Coordinate annotation entries
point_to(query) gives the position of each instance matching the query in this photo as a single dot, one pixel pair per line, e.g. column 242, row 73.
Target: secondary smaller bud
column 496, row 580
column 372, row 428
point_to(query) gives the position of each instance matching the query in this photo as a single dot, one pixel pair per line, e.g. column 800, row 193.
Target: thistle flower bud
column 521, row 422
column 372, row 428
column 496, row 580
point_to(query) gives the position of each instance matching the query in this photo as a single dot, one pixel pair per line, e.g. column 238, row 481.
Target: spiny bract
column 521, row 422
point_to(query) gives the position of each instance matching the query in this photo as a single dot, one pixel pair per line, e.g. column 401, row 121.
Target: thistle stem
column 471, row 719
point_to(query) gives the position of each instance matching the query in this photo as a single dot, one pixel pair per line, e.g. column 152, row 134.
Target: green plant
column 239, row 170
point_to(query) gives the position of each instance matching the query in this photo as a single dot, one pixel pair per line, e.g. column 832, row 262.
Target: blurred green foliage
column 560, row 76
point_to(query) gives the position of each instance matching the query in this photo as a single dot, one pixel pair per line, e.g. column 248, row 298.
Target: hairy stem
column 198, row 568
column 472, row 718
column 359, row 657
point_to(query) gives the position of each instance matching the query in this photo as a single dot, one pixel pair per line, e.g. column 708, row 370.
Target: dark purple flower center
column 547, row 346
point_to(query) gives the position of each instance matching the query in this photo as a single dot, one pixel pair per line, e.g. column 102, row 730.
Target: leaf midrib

• [WORK TO BE COMPLETED] Reproduce the listing above line for line, changing nothing.

• [SOLVED EXERCISE]
point_to(query) gives the position of each instance matching the query in this photo as a single dot, one pixel pair per line, e.g. column 242, row 73.
Target: secondary smaller bud
column 496, row 580
column 372, row 428
point_to(query) gives the position of each instance matching the query in this photo as a single dot, one pixel pair per line, e.g. column 800, row 193.
Target: thistle flower bud
column 521, row 422
column 372, row 428
column 496, row 580
point_to(query) gives the position of each instance matching the query in this photo as a single dot, one pixel pair per line, e.g. column 238, row 481.
Target: spiny bract
column 521, row 422
point_to(query) gives the position of each instance matching the query in this photo as a single dot, one pixel pair per line, e.g. column 401, row 121.
Target: thistle stem
column 471, row 719
point_to(query) gives the position of each instance matching the query in this photo as a single dot, one pixel pair per line, e.g. column 152, row 134.
Target: green plant
column 239, row 170
point_to(query) gives the position of each instance matching the query in this photo as a single dot, one pixel pair per line, e.g. column 832, row 262.
Target: blurred green foliage
column 560, row 76
point_to(query) gives the position of each instance matching the query in this photo as a single dot, one pixel pair per line, e.g. column 248, row 298.
Target: hairy stem
column 198, row 568
column 472, row 718
column 359, row 657
point_to(query) gives the position of each instance matching the query in this photo as a single dot, one pixel pair per line, e.g. column 708, row 370.
Target: dark purple flower center
column 547, row 346
point_to(query) gives the position of each instance matching the query in this photo as a single dot, one pixel pair per line, e.g. column 102, row 730.
Target: leaf midrib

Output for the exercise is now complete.